DATASET EXCERPTS:
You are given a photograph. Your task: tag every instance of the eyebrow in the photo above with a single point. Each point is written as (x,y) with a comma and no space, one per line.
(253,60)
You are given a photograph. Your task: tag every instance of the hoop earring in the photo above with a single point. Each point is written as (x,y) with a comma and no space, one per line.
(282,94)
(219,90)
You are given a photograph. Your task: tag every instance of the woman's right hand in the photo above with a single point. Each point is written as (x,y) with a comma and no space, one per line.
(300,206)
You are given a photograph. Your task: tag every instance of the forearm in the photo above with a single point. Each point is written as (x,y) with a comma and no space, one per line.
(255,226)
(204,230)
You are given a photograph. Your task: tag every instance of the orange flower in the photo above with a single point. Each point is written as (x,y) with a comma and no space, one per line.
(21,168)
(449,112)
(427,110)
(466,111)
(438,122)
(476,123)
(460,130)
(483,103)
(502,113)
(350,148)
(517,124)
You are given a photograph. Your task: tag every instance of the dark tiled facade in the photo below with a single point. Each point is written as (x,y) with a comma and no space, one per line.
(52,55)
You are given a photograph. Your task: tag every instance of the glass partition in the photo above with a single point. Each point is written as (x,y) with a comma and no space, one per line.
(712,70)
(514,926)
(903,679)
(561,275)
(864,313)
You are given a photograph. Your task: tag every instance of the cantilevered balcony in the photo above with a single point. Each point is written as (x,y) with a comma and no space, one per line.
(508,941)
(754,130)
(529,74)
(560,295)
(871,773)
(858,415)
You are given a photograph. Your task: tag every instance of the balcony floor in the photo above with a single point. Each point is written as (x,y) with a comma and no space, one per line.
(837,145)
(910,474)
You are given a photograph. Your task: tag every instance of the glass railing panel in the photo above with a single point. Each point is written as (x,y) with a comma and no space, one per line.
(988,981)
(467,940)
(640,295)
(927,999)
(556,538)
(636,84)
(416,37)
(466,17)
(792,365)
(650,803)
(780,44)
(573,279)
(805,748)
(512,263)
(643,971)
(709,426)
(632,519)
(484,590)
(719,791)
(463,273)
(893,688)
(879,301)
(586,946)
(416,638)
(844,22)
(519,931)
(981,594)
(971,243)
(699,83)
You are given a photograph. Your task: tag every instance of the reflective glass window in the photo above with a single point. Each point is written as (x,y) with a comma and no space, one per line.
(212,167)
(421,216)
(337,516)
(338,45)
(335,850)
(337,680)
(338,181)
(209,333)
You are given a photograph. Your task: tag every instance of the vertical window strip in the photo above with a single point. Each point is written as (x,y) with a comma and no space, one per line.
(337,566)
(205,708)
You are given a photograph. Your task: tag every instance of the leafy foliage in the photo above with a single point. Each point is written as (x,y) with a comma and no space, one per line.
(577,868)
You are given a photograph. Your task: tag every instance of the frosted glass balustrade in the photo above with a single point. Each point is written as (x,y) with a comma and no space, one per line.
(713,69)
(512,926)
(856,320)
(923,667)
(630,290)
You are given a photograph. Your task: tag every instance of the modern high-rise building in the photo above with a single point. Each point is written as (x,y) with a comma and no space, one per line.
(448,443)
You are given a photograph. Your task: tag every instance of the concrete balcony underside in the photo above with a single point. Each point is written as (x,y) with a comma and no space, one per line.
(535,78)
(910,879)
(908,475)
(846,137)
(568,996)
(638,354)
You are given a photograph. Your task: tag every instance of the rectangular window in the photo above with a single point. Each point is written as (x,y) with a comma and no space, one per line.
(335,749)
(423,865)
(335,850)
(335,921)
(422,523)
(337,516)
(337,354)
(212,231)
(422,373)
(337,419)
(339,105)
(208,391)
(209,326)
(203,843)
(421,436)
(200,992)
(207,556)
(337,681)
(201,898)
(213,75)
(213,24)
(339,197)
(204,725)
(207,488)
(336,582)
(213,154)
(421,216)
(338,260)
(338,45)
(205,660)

WHAT IS REQUIRED: Please print all of the material above again, line for line and without any changes.

WORKED SOLUTION:
You are given a photograph. Your task: tag every instance of the eyebrow in the photo above with a single point. Each point is written as (x,y) with a comma and no space, one per line.
(253,60)
You are given a photograph. Your task: tag every instance of the hoop earring in the photo above with a single point. Each point is written as (x,y) with a comma and no space, one per line.
(282,94)
(219,90)
You are given a photograph. Your task: tag every instance of the woman's right hand in the photo above with a single point. Each point is written as (x,y) with a comma and no space, one per line.
(300,206)
You are given a photograph. Your task: tag every instance of the forearm in the photo above with a single point. Each point is written as (x,y) with a comma and no space, one per line.
(255,226)
(204,230)
You are given a photograph. Your task: tag every instance of the orange flower in the photo above with a single point. Each point is written as (x,y) with a comma and no space, one per line.
(21,168)
(449,112)
(427,110)
(466,111)
(438,122)
(476,123)
(460,130)
(483,103)
(502,113)
(350,148)
(517,124)
You are given a photograph. Your task: tag every instance of the dark tiled facade in the photo below with a single point. Each point is written as (x,y) with a comma and no space, one per line.
(52,55)
You are given a photograph. Your task: tag every instance of the glass partition in the photo above with a single point. Each point is written as (x,y) with a comma and no space, one per line.
(712,70)
(514,926)
(903,679)
(561,275)
(864,313)
You are given a photograph. Your task: tag every instance of the cantilevered balcony in the photo above with a single point. Each point is written as (x,y) with a comma and no space, one per line.
(508,941)
(754,130)
(529,74)
(560,295)
(871,773)
(858,415)
You are given a photograph. Your task: tag every instance of the balcony floor in the photo above with a single point. Each point is written as (x,y) with a comma and no space, one per line.
(837,145)
(910,474)
You are given a photograph. Your task: tag every instance of the glass railing panel in the photo above with a single point. Each point is written as (x,y) with a comma and no space, one per line.
(988,981)
(467,940)
(640,295)
(927,999)
(556,538)
(636,84)
(416,37)
(466,17)
(792,365)
(650,803)
(780,44)
(573,279)
(805,748)
(512,263)
(643,971)
(709,426)
(632,519)
(484,590)
(719,791)
(463,273)
(893,688)
(879,301)
(586,946)
(416,638)
(844,22)
(519,931)
(981,594)
(971,243)
(699,83)
You are given a photograph. Your task: tag every instance of the reflective glass window in the photo above with a single point. Each point is written as (x,y) with a comma and no space, one per line.
(212,167)
(421,216)
(337,516)
(338,45)
(335,850)
(337,680)
(338,181)
(209,333)
You are given a photograph. Your task: tag every instance of the vertical window strip in the photo above with a single point. Each point is written as (x,y) with a comma and no space, one per line.
(337,566)
(205,708)
You are given a photograph. Your task: tag every instance of the leafy foliage in the photo above with a single point. Each point is written as (x,y) with a comma and no space, one per line.
(577,868)
You are given a photograph. Your task: tag every instance of the frosted glass balustrade in the photo above with a single point. Each point is written as (x,y) with a comma and no space, one per line.
(713,69)
(512,926)
(856,320)
(923,667)
(630,290)
You are given a photograph. Your task: tag every instance of the modern high-rise building in the photo above with a single point. Each point is written as (x,y) with a comma and no space, one per line.
(448,443)
You are given a photograph. Your task: tag every instance of the concrete balcony underside in the photo above with a single point. Each point is written as (x,y) with a comma and no space, one per line.
(535,78)
(910,879)
(908,475)
(846,137)
(568,996)
(638,354)
You are given a photograph. Your task: tag every instance of the rectangular window in the photo above with a single point. Each point is written as (x,y) with a comma and no space, one per line.
(335,749)
(423,865)
(335,850)
(335,921)
(422,523)
(337,516)
(337,354)
(212,231)
(422,373)
(337,419)
(339,105)
(208,391)
(209,326)
(203,843)
(421,436)
(200,992)
(207,556)
(337,681)
(201,898)
(213,75)
(213,24)
(339,197)
(204,725)
(207,488)
(336,582)
(213,154)
(421,216)
(338,260)
(338,45)
(205,660)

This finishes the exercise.